**PROBLEM STATEMENT:** Return every one of the entries below word for word, with nothing changed, added, or left out.

Start DATASET EXCERPTS

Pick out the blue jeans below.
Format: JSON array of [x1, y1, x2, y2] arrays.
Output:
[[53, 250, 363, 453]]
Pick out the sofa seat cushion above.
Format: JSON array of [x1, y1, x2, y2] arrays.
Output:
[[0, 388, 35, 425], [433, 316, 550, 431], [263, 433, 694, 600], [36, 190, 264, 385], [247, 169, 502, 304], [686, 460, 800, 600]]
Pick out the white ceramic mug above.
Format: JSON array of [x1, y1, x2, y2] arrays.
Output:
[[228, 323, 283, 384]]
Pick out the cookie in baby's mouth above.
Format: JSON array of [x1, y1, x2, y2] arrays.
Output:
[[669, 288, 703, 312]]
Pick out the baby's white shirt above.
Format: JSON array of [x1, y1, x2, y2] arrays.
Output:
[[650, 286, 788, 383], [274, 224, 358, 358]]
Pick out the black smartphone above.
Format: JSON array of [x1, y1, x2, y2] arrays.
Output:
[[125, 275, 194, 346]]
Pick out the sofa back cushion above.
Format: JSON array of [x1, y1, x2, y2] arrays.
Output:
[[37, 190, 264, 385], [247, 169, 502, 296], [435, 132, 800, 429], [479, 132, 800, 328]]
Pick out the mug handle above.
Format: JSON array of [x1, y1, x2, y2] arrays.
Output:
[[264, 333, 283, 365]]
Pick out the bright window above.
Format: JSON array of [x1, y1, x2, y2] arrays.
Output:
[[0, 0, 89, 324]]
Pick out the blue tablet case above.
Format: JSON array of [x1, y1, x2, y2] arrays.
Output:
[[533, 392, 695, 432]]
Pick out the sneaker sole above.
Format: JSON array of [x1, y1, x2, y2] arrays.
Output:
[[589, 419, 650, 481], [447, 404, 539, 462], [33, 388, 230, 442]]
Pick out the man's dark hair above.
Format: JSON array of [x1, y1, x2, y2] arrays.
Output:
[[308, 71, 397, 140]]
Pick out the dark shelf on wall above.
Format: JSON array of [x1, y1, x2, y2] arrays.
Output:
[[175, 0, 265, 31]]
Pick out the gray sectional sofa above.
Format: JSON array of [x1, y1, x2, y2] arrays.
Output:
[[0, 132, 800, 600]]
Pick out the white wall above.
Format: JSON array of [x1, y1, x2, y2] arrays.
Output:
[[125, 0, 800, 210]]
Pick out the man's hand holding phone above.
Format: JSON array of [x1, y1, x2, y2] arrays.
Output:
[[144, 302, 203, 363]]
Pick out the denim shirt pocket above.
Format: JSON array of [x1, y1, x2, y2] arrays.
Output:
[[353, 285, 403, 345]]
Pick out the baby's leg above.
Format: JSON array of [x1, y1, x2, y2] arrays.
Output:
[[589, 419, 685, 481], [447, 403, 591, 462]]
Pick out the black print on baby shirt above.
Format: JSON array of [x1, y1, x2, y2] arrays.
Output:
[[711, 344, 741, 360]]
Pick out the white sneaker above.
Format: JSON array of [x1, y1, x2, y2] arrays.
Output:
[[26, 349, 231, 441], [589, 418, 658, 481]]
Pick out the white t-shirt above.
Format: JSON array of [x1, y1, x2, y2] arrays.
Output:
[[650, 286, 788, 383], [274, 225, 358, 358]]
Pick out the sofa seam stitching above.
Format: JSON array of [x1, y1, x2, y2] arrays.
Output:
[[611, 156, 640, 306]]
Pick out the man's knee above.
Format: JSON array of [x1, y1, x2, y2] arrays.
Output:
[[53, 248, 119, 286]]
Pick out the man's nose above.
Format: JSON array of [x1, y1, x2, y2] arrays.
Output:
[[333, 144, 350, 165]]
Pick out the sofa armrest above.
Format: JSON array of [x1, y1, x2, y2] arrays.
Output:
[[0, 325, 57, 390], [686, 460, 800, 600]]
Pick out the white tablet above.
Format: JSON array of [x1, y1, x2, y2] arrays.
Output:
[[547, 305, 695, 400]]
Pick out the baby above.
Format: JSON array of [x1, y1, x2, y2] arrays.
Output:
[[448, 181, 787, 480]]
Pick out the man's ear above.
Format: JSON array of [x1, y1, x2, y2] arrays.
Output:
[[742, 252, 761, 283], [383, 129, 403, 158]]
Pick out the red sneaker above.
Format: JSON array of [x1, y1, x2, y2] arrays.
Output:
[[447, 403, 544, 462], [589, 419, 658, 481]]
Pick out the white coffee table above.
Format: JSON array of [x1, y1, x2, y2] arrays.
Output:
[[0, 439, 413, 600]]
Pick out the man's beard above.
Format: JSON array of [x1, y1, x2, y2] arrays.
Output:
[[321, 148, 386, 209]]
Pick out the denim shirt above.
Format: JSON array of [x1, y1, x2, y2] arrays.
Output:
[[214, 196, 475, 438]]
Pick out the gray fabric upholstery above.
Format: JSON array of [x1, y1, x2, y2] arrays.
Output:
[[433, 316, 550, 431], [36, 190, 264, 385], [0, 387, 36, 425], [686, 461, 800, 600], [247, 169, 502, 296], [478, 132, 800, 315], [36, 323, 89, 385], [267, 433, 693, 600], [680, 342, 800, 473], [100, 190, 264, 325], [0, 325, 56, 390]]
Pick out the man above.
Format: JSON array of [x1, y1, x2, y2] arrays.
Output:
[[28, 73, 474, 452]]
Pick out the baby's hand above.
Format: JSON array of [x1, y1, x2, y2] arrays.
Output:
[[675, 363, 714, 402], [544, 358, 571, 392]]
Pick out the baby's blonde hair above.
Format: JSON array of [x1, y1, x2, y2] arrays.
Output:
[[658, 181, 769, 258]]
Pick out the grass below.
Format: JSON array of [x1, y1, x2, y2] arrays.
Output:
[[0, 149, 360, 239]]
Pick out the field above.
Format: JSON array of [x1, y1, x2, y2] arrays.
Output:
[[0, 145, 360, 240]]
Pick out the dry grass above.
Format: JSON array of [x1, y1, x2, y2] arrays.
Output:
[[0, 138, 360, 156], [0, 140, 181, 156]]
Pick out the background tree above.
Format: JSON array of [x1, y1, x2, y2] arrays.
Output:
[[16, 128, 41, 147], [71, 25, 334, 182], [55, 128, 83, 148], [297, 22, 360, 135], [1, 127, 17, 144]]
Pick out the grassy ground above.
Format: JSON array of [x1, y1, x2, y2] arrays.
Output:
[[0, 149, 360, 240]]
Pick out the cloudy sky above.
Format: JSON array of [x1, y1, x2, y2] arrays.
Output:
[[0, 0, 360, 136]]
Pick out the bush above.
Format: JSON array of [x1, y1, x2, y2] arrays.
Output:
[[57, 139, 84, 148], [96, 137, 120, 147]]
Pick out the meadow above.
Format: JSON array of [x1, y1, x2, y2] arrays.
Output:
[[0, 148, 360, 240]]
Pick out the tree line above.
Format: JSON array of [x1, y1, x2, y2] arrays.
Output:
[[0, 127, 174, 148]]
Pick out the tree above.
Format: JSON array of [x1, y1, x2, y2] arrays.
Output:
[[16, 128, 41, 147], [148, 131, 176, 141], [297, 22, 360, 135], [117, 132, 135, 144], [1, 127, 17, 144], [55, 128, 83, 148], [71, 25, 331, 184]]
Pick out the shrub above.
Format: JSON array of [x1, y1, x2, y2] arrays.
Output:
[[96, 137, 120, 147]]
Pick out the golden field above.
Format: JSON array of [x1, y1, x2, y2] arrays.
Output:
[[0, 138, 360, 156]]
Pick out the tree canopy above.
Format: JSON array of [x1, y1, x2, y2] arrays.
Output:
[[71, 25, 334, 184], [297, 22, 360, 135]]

End DATASET EXCERPTS

**SOLUTION:**
Pick out the blue jeans below.
Format: JSON array of [x1, y1, x2, y2] arrays.
Output:
[[53, 250, 363, 453]]
Pick out the sofa seat cushion above.
Format: JSON array of [x1, y1, x2, y2] arrays.
Output:
[[0, 388, 35, 425], [433, 316, 550, 431], [263, 433, 694, 600], [36, 190, 264, 385], [247, 169, 502, 304], [686, 460, 800, 600]]
Pick out the white ceramic mug above.
Format: JSON array of [x1, y1, x2, y2] arrays.
Output:
[[228, 323, 283, 384]]
Pick out the cookie in baby's mouth above.
Format: JSON array of [x1, y1, x2, y2] arrays.
Output:
[[669, 288, 703, 312]]
Pick out the baby's white shirt above.
Format: JSON array of [x1, y1, x2, y2] arrays.
Output:
[[650, 286, 788, 383], [274, 224, 358, 358]]
Pick out the black smartphone above.
Format: JSON array of [x1, y1, x2, y2] arrays.
Output:
[[125, 275, 194, 346]]
Pick out the sofa back cushion above.
Format: JSON array of [x1, y1, x2, y2] arrays.
Output:
[[37, 190, 264, 385], [247, 169, 502, 296], [435, 132, 800, 429], [479, 132, 800, 328]]
Pick out the mug handle above.
Format: JSON array of [x1, y1, x2, y2] arrays.
Output:
[[264, 333, 283, 365]]
Pick out the bright window above.
Format: JSON array of [x1, y1, x2, y2] arrays.
Output:
[[0, 0, 89, 324]]
Pick out the blue tablet case above.
Format: JSON array of [x1, y1, x2, y2] arrays.
Output:
[[533, 392, 695, 432]]
Pick out the sneaker sole above.
Format: JSON array of [x1, y1, x2, y2] arrays.
Output:
[[589, 419, 650, 481], [447, 404, 539, 462], [33, 388, 230, 442]]
Pick out the man's dark hair above.
Format: JSON array of [x1, y1, x2, y2] arrays.
Output:
[[308, 71, 397, 140]]
Pick out the dark shelf on wall above.
Format: JSON array of [x1, y1, x2, y2] arrays.
Output:
[[175, 0, 265, 31]]
Pick out the gray sectional sofa above.
Format: JSON array of [x1, y1, x2, y2] arrays.
Output:
[[0, 132, 800, 600]]
Pick out the white wall above.
Format: JSON array of [x1, y1, x2, y2] arrays.
Output:
[[125, 0, 800, 210]]
Pick out the man's hand holding phone above.
Format: JSON array of [x1, y1, x2, y2] arrays.
Output:
[[144, 302, 203, 363]]
Pick out the denim shirt pocket above.
Format: JSON array of [x1, y1, x2, y2] arrays.
Output:
[[353, 285, 403, 345]]
Pick out the baby's leg above.
Format: JSON array of [x1, y1, x2, y2] arrays.
Output:
[[589, 419, 685, 481], [447, 403, 591, 462]]
Pick out the black print on baby shirt above.
Format: JSON array of [x1, y1, x2, y2] arrays.
Output:
[[711, 344, 741, 360]]
Pick out the white sneaker above.
Format: JSON array of [x1, y1, x2, y2] arrays.
Output:
[[26, 349, 231, 441], [589, 418, 658, 481]]
Pick out the white t-shirt above.
Format: JSON array of [x1, y1, x2, y2] arrays.
Output:
[[650, 286, 788, 383], [274, 225, 358, 358]]
Pick out the sofa seam stitching above.
Format: JSON array of [x1, y1, x2, y2] arrays.
Output:
[[611, 156, 640, 306]]
Pick out the man's knee above.
Format: JSON array of [x1, y1, x2, y2] arrays.
Output:
[[53, 248, 119, 286]]
Pick out the man's nose above.
Format: JSON array of [x1, y1, x2, y2] arrays.
Output:
[[333, 144, 350, 165]]
Pick out the sofa armrest above.
Format: JSON array of [x1, y1, x2, y2] arrays.
Output:
[[0, 325, 57, 390], [686, 460, 800, 600]]
Pick out the white tablet above.
Format: JSON array of [x1, y1, x2, y2] arrays.
Output:
[[547, 305, 695, 400]]
Pick out the baby above.
Format: JSON array of [x1, y1, x2, y2] arrays.
Output:
[[448, 181, 787, 480]]
Pick out the man's ear above.
Format: JSON array of [x1, y1, x2, y2] arrays.
Output:
[[742, 252, 761, 283], [383, 129, 403, 158]]
Pick out the red sneaker above.
Format: JSON array of [x1, y1, x2, y2] arrays.
Output:
[[447, 403, 544, 462], [589, 419, 658, 481]]
Pick out the white coffee table above.
Format: JSON array of [x1, y1, x2, y2] arrays.
Output:
[[0, 439, 413, 600]]
Pick out the man's beard above.
Format: JSON array of [x1, y1, x2, y2] arrays.
Output:
[[321, 148, 386, 209]]
Pick out the denim shirt above.
Format: JSON array of [x1, y1, x2, y2] arrays.
Output:
[[214, 196, 475, 438]]
Pick out the gray fabric upholstery above.
Format: JSON array of [x1, y1, x2, y2] arrays.
Output:
[[433, 316, 550, 431], [36, 190, 264, 385], [0, 387, 36, 425], [686, 461, 800, 600], [247, 169, 502, 296], [478, 132, 800, 315], [36, 323, 89, 385], [267, 433, 693, 600], [680, 342, 800, 473], [100, 190, 264, 325], [0, 325, 56, 390]]
Pick out the man above.
Format: JSON array of [x1, y1, x2, y2] arrays.
Output:
[[28, 73, 474, 452]]
Pick out the baby's hand above.
Format: JSON array of [x1, y1, x2, y2] arrays.
Output:
[[675, 363, 714, 402], [544, 358, 571, 392]]
Pick out the baby's blonde hair above.
Format: JSON array of [x1, y1, x2, y2] arrays.
Output:
[[658, 181, 769, 258]]
Pick out the grass below.
Format: JSON array of [x1, y1, x2, y2] arrays.
Output:
[[0, 149, 360, 239]]
Pick out the field above.
Format: JSON array of [x1, y1, x2, y2] arrays.
Output:
[[0, 145, 360, 240]]
Pick out the dry grass above.
Format: JSON array of [x1, y1, x2, y2] arrays.
Output:
[[0, 138, 360, 156], [0, 140, 181, 156]]
Pick out the background tree above.
Format: JSON array of [x1, y1, x2, y2] arrays.
Output:
[[16, 128, 41, 147], [71, 25, 334, 182], [55, 128, 83, 148], [297, 22, 360, 135], [1, 127, 17, 144]]
Pick out the grassy ground above.
Format: JSON array of [x1, y1, x2, y2] arrays.
Output:
[[0, 149, 360, 240]]
Pick out the cloudy sky above.
Format: JSON array of [x1, y1, x2, y2] arrays.
Output:
[[0, 0, 360, 136]]
Pick out the bush above.
Format: JSON array of [x1, y1, x2, y2] arrays.
Output:
[[57, 139, 84, 148], [96, 137, 120, 147]]
Pick out the meadow above.
Format: JSON array of [x1, y1, x2, y2] arrays.
Output:
[[0, 148, 360, 240]]
Pick out the tree line above.
Format: JSON array of [x1, y1, x2, y2] arrays.
Output:
[[0, 127, 174, 148]]
Pick out the tree above.
Format: JSON array of [x1, y1, x2, y2] arrays.
Output:
[[16, 128, 41, 147], [148, 131, 176, 141], [297, 22, 360, 135], [117, 132, 135, 144], [1, 127, 17, 144], [55, 128, 83, 148], [71, 25, 331, 184]]
Pick out the shrub above.
Format: JSON array of [x1, y1, x2, y2] arrays.
Output:
[[96, 137, 120, 147]]
Pick out the golden field above.
Format: JSON array of [x1, y1, x2, y2] arrays.
Output:
[[0, 138, 360, 156]]
Pick out the tree canopy above.
Format: JSON array of [x1, y1, x2, y2] arrays.
Output:
[[71, 25, 334, 184], [297, 22, 360, 135]]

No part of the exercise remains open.